[Opening TEXT UNDER STUDY section]
Again, the crux of the matter is the best money management practices. You must resolve the quandary of which is the most economically advantageous for the company.

Do we risk capital and spend funds to purchase equipment, or do we lease instead? Carefully consider the following before deciding to buy.

Pros or Cons

If you buy your equipment, you are presumably one and done. You have spent the money one time. You are now fully equipped to do business without equipment costs bedevilling your budgeting efforts and forecasts, right?

Well, not so fast. Equipment must be serviced, maintained and repaired. This is a necessary expense to retain and extend the life of the equipment long enough to justify your initial investment.

If your first ‘Pro’ is money saved up front, you might want to rethink that. Technically, it is money spent up front. That is money the company now does not have for operations.

So, you see, not only are there maintenance and upkeep expenses, but equipment has a nasty habit of breaking down at critical times, usually just past the warranty expiry.

You, as the equipment owner, bear that repair expense. These unforeseen expenses dramatically impact your financial bottom line. Talk to your local equipment leasing specialists. This service can help you avoid such financial catastrophes.

Additionally, buying the equipment outright involves risking capital. It is a risk because the business has the potential for success or failure.

Should the business fail, you also lose the money you spent on equipment presuming the business would succeed. Ever try to sell used equipment for what money you have in it? It is practically impossible. Used equipment usually goes for pennies on the dollar.

Pro or Con Number Two

Company-owned equipment adds value to my company. True, as long as that company is profitable. What happens to the equipment owned by the company when the valuation of that company decreases?

Generally, everything within the company decreases in proportion to the whole. Oh, there may be nothing wrong with the equipment, but it is still worthless to a prospective buyer since the company is. Expecting the equipment to retain value while everything associated with it is losing value is wishful thinking.



Pro or Con Number Three

Buying equipment now lets me escape higher prices later. I mean, equipment, like everything else, does go up in price. If I buy now, I can save the company money. This is backward thinking. I am always amazed at how well this merchant trick works.

I have a question, how do you save money while spending it? Oh sure, you may capitalize on the ‘huge savings’, but you have just spent money.

You have not saved it. Saving is not spending, and spending is not saving, no matter what the merchants claim.

Reasons to Lease

Leasing your business equipment just makes the best money management sense. Take a look at the strategies behind the leasing mindset. See if you do not agree that leasing your equipment is the most fiscally strategic use of company funds.

No Huge Upfront Expense

Equipment is not cheap. Just to outfit a front office can be prohibitively expensive. Reception and waiting area furnishings can consume a goodly portion of a startup business budget. This is in addition to the expensive equipment some businesses require to conduct day-to-day operations.
[Closing TEXT UNDER STUDY section]
[Opening DATA PROVIDED section]
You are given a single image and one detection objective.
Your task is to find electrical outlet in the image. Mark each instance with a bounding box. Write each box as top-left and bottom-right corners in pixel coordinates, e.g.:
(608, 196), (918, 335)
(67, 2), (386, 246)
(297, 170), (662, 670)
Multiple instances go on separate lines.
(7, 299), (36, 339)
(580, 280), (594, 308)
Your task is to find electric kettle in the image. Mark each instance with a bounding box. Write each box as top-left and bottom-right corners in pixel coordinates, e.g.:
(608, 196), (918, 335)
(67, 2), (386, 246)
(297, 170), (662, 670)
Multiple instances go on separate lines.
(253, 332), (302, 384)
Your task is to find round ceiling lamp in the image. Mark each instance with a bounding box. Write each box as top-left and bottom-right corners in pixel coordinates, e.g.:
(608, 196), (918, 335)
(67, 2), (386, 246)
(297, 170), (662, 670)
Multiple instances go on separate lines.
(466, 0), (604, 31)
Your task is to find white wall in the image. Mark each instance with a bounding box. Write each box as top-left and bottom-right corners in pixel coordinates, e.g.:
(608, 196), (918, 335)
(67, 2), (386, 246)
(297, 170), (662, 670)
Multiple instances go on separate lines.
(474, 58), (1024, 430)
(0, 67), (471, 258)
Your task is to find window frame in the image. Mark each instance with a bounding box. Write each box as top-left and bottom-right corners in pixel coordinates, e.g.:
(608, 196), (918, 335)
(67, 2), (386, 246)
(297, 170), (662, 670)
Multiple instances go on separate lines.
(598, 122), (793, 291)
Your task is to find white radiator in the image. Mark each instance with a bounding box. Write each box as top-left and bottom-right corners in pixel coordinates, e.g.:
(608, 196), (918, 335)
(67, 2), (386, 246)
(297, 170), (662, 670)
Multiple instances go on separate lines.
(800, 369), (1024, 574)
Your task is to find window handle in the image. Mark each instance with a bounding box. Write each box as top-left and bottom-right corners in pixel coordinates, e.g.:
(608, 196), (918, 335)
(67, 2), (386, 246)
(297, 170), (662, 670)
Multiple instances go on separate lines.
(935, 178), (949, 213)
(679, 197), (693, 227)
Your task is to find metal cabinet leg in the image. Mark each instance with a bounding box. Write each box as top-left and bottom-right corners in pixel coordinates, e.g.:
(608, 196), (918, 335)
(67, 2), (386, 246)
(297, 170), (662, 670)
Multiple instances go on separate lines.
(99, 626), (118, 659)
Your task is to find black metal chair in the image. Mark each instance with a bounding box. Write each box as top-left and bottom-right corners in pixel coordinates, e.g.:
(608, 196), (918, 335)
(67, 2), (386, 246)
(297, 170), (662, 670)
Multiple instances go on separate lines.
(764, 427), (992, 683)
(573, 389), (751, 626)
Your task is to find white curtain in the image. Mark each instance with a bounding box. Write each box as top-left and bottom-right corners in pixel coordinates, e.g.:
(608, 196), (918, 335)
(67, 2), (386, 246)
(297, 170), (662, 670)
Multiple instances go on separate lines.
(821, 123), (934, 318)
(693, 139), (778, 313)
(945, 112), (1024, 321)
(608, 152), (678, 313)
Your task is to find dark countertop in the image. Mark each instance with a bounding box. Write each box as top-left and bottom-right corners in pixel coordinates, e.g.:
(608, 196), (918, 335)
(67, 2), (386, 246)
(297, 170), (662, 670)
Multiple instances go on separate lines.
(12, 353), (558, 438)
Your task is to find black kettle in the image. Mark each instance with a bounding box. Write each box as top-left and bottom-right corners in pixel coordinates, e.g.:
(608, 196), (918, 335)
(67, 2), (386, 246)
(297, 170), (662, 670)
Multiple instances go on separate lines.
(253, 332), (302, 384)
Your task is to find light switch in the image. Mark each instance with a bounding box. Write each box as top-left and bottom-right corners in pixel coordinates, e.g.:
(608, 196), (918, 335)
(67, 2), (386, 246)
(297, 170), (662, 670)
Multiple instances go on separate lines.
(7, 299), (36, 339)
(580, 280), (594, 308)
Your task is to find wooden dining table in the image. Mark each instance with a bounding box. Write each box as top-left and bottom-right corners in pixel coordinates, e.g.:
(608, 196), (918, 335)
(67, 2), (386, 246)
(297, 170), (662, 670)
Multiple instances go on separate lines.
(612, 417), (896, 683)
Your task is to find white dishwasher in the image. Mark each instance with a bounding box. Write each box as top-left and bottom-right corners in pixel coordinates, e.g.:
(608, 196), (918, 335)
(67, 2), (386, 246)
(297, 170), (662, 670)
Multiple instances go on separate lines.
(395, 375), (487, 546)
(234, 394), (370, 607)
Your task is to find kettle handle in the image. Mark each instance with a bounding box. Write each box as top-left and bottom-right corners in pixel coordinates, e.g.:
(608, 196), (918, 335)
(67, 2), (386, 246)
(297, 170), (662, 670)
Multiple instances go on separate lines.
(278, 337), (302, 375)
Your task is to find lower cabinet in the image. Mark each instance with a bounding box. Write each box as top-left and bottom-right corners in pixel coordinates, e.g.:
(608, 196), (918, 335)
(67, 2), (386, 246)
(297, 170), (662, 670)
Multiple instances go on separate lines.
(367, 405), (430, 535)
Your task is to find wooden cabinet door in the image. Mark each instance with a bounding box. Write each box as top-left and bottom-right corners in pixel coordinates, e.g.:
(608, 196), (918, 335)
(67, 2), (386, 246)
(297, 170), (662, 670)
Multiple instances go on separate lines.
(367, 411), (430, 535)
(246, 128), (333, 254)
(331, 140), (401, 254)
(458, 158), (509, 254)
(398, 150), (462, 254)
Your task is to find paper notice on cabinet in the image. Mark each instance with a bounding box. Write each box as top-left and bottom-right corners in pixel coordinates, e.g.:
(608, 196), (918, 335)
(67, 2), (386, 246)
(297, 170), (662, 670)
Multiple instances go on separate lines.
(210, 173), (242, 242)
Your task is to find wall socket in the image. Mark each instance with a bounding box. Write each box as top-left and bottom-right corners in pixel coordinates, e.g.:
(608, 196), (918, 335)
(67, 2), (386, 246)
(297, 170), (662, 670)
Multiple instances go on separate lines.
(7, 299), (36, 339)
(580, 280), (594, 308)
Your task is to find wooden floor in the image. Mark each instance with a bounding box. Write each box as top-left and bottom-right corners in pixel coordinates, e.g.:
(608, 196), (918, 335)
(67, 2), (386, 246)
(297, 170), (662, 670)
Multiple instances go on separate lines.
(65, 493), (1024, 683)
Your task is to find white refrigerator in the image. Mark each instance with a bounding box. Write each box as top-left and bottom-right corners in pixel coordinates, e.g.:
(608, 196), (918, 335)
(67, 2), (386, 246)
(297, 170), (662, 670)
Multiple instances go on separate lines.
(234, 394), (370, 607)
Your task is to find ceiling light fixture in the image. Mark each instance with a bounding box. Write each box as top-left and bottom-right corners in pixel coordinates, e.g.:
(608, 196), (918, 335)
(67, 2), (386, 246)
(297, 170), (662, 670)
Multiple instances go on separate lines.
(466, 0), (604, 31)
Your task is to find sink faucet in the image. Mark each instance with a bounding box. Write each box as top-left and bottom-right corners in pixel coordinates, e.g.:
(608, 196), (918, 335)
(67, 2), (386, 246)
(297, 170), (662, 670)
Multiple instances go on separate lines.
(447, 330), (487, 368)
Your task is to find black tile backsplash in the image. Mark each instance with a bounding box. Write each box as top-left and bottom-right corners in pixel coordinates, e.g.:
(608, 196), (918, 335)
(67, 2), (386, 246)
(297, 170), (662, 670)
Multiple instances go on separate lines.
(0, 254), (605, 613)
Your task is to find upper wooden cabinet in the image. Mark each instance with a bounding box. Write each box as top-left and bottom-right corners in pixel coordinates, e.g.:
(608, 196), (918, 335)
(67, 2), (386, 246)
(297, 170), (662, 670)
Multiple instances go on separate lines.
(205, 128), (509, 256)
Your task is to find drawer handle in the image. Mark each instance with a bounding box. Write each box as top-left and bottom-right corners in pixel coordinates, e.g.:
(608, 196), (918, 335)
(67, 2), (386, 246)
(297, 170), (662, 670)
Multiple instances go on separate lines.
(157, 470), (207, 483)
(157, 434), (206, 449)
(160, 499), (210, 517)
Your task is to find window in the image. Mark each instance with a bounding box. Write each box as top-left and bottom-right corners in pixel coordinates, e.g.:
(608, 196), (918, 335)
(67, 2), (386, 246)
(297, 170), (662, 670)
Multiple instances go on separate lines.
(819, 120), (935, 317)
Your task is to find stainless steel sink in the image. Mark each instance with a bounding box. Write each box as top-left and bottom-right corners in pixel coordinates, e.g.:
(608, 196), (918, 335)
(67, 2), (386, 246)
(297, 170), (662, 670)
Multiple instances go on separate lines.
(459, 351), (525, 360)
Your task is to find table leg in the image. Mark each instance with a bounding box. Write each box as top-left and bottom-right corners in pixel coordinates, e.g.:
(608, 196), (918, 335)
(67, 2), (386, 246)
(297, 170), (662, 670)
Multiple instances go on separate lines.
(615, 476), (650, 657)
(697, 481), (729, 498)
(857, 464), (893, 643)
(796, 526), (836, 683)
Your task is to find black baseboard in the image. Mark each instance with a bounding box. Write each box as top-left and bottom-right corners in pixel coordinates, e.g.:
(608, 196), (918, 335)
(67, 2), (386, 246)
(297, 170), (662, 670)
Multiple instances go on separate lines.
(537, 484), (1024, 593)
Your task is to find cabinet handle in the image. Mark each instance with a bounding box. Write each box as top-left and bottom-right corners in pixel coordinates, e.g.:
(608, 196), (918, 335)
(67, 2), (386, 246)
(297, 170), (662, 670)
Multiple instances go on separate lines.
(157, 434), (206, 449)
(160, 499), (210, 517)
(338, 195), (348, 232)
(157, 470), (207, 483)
[Closing DATA PROVIDED section]
▶ **EXERCISE PROMPT**
In the text on buying versus leasing business equipment, what does used equipment usually sell for?

▶ **TASK RESPONSE**
Pennies on the dollar.